Region pointing data

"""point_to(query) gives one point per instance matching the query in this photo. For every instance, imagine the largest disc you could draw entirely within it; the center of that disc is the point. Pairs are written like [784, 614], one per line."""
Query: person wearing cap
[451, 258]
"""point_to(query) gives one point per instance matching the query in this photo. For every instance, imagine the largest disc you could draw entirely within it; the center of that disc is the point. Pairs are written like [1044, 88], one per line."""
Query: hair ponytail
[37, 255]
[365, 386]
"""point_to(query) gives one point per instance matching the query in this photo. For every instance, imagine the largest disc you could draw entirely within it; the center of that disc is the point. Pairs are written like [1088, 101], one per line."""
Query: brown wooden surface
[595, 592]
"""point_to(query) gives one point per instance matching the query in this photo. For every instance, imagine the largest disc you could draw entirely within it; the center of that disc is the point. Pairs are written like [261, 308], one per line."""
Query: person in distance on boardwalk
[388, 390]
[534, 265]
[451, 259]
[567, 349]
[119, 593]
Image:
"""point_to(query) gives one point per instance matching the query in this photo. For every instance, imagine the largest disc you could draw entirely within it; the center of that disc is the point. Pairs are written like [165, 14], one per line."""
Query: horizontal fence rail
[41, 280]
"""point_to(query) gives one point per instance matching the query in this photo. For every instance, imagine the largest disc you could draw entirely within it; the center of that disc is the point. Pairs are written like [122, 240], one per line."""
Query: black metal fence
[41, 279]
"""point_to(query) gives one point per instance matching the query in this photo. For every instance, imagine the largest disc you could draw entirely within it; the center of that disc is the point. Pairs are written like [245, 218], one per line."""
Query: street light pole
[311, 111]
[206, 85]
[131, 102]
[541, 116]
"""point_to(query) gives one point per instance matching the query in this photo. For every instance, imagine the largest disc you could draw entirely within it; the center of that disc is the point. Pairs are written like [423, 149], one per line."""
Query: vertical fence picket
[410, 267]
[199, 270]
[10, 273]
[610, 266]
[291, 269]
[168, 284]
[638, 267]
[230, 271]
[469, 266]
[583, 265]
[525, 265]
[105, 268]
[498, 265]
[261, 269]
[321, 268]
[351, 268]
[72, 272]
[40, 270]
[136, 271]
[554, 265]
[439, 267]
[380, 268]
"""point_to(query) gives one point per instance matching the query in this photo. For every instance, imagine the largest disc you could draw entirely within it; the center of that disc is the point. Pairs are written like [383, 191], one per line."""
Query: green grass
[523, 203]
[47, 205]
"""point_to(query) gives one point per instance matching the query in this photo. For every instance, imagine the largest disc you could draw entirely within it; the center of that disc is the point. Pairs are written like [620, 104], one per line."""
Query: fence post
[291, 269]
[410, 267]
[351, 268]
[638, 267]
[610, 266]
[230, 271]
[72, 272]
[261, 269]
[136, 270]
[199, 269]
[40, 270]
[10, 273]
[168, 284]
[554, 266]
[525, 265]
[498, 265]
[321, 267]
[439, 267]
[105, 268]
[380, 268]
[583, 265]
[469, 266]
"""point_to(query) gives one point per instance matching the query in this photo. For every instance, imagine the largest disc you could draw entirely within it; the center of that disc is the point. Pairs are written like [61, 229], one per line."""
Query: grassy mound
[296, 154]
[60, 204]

Directions
Generate an exact reproduction of all entries.

Exercise answer
"""point_to(query) gives one point per instance matching the query in this photo. For every instance, imagine the largest disc you could draw entirely within it; the center of that disc is the point. Pairs are written like [784, 614], one per line."""
Query: person wearing cap
[451, 258]
"""point_to(query) gives one point per instance matching the query in this photo. For every instance, imagine the largest disc you could draw entirely within it; the center of that disc is the point. Pairs are written like [1044, 88], one per line."""
Query: hair ponytail
[37, 255]
[365, 386]
"""point_to(query) gives one point per instance matching the query in this photo. For every instance, imagine the largest disc you could draw entirely within it; the center of that disc is the point. Pairs are written like [1088, 101], one per line."""
Query: brown wooden surface
[595, 592]
"""point_to(query) gives one point per instance matching the query in this photo. For every instance, imagine the largest disc you could draw entirely within it; the center of that disc is the point. Pairs are written like [261, 308], one per line."""
Query: person in distance on boardwalk
[388, 390]
[534, 265]
[451, 259]
[567, 349]
[119, 593]
Image:
"""point_to(query) gives one point per instance matching the query in this photo. For every instance, imagine the largest disc you could draw entirely within it; the center of that disc is the point. Pairs are written like [165, 14], one per line."""
Query: horizontal fence rail
[41, 280]
"""point_to(query) gives one point per instance matching the query in this photo. For every instance, imagine the largest disc you could draw entirely within it; the center of that disc is the point. Pairs are written like [122, 240], one per line."""
Query: black metal fence
[41, 279]
"""point_to(query) gives one point per instance matching the query in this photo. For every instance, imagine the largest disc you could draw entirely within it; the center of that disc is the point. Pairs are written like [245, 218], one per line."""
Query: street light pole
[311, 111]
[206, 85]
[131, 102]
[541, 116]
"""point_to(query) gives one point per instance matching the query in this photo. For every instance, imagine the largest disc you could draw entirely within it; the center of that disc is the point. Pairs are written like [423, 149], one per line."""
Query: vertical fence picket
[410, 267]
[199, 270]
[10, 273]
[610, 266]
[291, 269]
[168, 284]
[638, 267]
[230, 271]
[469, 266]
[583, 265]
[525, 265]
[105, 268]
[498, 265]
[261, 269]
[321, 268]
[351, 268]
[72, 272]
[40, 270]
[136, 271]
[554, 265]
[439, 267]
[380, 268]
"""point_to(query) gives one point per instance matching the query in this photo. For every instance, imagine the largest disc you could draw entirely within it; the center of that disc is the point. Pairs are written like [383, 191], one per line."""
Query: green grass
[523, 203]
[47, 205]
"""point_to(query) gives one point per instance matching the query in this photo. For every instance, imagine the largest disc you could draw entirely within it; the center of that disc is the point. Pairs are written like [620, 104], one per line."""
Query: fence post
[291, 269]
[410, 267]
[351, 268]
[638, 267]
[610, 266]
[230, 271]
[72, 272]
[261, 269]
[136, 270]
[199, 269]
[40, 270]
[10, 273]
[168, 284]
[554, 266]
[525, 265]
[498, 265]
[321, 267]
[439, 267]
[105, 268]
[380, 268]
[583, 265]
[469, 266]
"""point_to(query) gives one point per instance matching the query in this photo. For every instance, imagine the largest disc you could draw entirely within it; the center of that disc is the point. Pairs are written like [61, 229], one per line."""
Query: grassy mound
[296, 154]
[60, 204]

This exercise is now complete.